* What is being asked
Rewrite every line of the data from the line containing "Tag one point on every instance of the dark suv" through the final line, changing only the coordinates in the answers. Multiply each coordinate by 1.85 and round it to a whole number, with halves rounded up.

--- BEGIN ---

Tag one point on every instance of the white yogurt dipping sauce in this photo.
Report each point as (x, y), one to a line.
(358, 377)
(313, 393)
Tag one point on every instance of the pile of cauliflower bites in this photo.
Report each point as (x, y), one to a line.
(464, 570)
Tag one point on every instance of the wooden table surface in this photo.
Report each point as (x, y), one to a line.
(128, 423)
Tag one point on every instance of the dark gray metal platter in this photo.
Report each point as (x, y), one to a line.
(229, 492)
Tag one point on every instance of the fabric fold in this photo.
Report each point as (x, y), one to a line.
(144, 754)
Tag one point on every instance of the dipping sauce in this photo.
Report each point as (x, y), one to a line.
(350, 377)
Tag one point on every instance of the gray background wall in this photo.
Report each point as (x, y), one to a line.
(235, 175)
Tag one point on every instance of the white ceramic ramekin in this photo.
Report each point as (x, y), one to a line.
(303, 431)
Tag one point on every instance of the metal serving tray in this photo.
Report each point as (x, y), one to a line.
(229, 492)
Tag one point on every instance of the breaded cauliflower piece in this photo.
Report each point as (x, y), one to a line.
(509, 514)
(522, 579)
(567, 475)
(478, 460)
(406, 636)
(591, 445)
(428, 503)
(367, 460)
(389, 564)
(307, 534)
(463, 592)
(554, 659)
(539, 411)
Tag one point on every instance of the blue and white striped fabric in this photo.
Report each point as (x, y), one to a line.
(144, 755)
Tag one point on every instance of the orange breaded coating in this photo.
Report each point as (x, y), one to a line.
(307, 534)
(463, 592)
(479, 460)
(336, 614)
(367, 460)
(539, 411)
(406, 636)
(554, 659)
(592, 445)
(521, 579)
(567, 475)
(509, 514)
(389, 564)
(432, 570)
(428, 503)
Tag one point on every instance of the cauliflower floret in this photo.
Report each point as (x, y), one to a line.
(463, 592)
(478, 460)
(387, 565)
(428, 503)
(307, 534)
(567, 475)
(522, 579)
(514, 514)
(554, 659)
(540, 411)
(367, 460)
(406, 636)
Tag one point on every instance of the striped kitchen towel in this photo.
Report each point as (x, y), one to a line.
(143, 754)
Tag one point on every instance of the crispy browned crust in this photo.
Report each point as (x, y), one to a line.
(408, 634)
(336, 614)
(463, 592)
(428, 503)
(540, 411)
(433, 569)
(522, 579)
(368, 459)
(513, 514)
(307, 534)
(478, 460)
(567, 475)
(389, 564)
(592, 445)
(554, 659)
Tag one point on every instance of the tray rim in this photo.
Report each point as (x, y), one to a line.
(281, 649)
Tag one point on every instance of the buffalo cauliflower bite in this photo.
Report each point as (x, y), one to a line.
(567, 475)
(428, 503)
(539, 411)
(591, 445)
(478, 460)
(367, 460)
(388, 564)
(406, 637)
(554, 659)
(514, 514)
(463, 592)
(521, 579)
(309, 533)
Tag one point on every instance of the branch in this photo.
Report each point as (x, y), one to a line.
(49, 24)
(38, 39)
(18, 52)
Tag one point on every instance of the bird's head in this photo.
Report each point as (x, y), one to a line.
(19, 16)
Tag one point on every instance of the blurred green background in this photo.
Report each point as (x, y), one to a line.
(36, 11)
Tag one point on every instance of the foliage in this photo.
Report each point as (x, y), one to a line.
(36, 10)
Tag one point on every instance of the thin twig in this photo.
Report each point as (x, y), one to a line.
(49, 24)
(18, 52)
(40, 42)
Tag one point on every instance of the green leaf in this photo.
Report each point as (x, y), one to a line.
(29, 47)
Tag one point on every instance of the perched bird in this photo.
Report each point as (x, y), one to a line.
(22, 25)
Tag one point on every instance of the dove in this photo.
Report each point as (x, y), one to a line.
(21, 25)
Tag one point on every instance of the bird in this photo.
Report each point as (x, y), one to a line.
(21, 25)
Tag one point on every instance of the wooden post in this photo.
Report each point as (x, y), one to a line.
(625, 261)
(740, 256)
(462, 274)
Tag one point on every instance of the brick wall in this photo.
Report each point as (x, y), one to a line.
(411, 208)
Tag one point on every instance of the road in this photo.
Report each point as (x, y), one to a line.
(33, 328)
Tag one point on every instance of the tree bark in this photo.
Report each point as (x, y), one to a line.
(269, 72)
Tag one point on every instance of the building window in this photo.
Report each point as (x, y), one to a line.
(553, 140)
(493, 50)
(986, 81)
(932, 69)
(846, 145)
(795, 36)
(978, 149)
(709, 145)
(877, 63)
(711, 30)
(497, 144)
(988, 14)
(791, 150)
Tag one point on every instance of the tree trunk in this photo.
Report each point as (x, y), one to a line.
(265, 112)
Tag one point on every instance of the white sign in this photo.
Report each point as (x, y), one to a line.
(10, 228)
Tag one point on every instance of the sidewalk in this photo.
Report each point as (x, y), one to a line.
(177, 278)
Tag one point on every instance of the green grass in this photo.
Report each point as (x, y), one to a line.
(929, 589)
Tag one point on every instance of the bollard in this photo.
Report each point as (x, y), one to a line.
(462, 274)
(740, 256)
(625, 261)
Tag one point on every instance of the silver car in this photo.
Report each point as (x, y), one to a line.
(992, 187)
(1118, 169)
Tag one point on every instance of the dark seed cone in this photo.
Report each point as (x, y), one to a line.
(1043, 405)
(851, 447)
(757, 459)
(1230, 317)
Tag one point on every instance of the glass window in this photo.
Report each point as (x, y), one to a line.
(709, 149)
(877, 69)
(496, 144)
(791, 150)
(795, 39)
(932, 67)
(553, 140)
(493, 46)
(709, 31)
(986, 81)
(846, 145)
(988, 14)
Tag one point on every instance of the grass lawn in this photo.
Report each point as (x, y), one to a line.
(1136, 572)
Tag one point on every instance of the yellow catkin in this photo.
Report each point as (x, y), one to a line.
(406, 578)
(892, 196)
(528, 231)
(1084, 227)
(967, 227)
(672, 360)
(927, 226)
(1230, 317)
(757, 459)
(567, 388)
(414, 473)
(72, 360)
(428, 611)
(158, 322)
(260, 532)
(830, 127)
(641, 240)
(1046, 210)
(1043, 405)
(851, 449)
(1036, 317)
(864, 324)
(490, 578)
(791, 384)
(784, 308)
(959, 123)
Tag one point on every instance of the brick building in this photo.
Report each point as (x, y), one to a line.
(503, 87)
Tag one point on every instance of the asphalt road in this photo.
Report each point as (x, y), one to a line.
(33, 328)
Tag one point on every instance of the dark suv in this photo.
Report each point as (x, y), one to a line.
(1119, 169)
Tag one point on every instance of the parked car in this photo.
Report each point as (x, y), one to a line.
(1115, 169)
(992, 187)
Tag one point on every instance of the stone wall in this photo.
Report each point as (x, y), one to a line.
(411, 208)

--- END ---

* Solution to the problem
Tag one point on every instance of the dark suv in this photo.
Report each point as (x, y), one to a line.
(2070, 313)
Tag one point on every instance of the parked car in this photo.
Report each point as (x, y), one to a line.
(2063, 313)
(1835, 346)
Tag one point on every instance of the stone wall in this photo.
Report each point as (x, y), one to a line.
(760, 385)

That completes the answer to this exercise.